EXERCISE DATA:
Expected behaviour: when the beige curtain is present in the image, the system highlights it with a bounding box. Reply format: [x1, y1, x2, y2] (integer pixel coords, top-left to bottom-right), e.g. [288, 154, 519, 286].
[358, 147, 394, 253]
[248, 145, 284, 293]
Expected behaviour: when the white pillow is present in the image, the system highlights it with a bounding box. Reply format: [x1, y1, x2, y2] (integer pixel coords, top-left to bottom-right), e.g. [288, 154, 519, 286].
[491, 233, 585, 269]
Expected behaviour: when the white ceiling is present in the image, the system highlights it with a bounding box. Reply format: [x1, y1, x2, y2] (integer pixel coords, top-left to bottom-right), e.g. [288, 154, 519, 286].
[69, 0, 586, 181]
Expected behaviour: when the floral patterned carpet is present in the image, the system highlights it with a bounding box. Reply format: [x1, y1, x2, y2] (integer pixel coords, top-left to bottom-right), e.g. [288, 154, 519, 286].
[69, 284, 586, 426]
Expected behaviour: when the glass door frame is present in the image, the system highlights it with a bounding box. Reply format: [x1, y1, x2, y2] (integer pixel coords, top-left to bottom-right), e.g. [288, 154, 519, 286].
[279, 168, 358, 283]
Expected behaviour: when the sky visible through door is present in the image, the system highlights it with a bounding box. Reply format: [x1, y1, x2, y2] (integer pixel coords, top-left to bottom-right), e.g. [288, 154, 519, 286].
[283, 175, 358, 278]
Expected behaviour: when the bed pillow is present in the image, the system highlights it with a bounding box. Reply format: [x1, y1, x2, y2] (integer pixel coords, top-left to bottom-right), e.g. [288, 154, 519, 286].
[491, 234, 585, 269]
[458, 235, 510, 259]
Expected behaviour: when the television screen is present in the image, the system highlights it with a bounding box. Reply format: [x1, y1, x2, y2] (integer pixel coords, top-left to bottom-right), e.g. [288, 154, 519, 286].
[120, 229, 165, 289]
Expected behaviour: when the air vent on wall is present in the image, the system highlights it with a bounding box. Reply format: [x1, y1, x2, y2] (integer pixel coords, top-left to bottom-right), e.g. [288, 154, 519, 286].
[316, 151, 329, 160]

REQUIRED WORK:
Copy the listing above line for line, with no changes.

RESULT OF THE EXERCISE:
Expected behaviour: when the beige curtain is present in the image, the system highlights it with a bounding box. Reply format: [x1, y1, x2, y2] (integer pixel coords, top-left to bottom-right), e.g. [288, 154, 519, 286].
[358, 147, 394, 253]
[248, 145, 284, 293]
Expected behaviour: when the white pillow is present in the image, the system highlights it with a bounding box. Reply format: [x1, y1, x2, y2] (integer pixel coords, top-left to bottom-right), e.g. [288, 154, 519, 286].
[491, 233, 585, 269]
Expected behaviour: when the white ceiling is present in the image, the system highlights it with a bounding box. Reply format: [x1, y1, x2, y2] (integer pixel coords, top-left to bottom-right), e.g. [288, 154, 519, 286].
[69, 0, 586, 181]
Expected behaviour: when the floral patterned carpet is present in the image, the system highlights it with a bounding box. Reply format: [x1, y1, x2, y2] (integer pixel coords, top-left to bottom-right), e.g. [288, 154, 519, 286].
[69, 284, 586, 426]
Expected behaviour: when the glass door frame is present in the image, the system highlights it with a bounding box. Reply format: [x1, y1, x2, y2] (integer pixel coords, top-left to bottom-right), e.g. [288, 154, 519, 286].
[279, 168, 358, 283]
Expected behaviour: when the sky visible through door is present in the image, the system highlights it with a bounding box. Reply format: [x1, y1, x2, y2] (integer pixel coords, top-left to bottom-right), e.g. [288, 154, 519, 286].
[283, 175, 358, 278]
Expected behaviour: when the bed pillow is present in the image, the system highlights it with a bounding box. Reply format: [x1, y1, x2, y2] (integer pixel coords, top-left to bottom-right), e.g. [288, 154, 519, 286].
[491, 234, 585, 269]
[458, 235, 510, 259]
Expected behaviour: when the television screen is present in the image, the system highlights it with a bounding box. Reply format: [x1, y1, x2, y2] (integer pixel coords, top-left to bottom-right), e.g. [288, 154, 519, 286].
[120, 229, 165, 289]
Expected behaviour: when the air vent on wall is present in the image, the system highlights it with a bounding box. Reply format: [x1, y1, x2, y2] (integer pixel coords, top-left to bottom-right), e.g. [288, 154, 519, 286].
[316, 151, 329, 160]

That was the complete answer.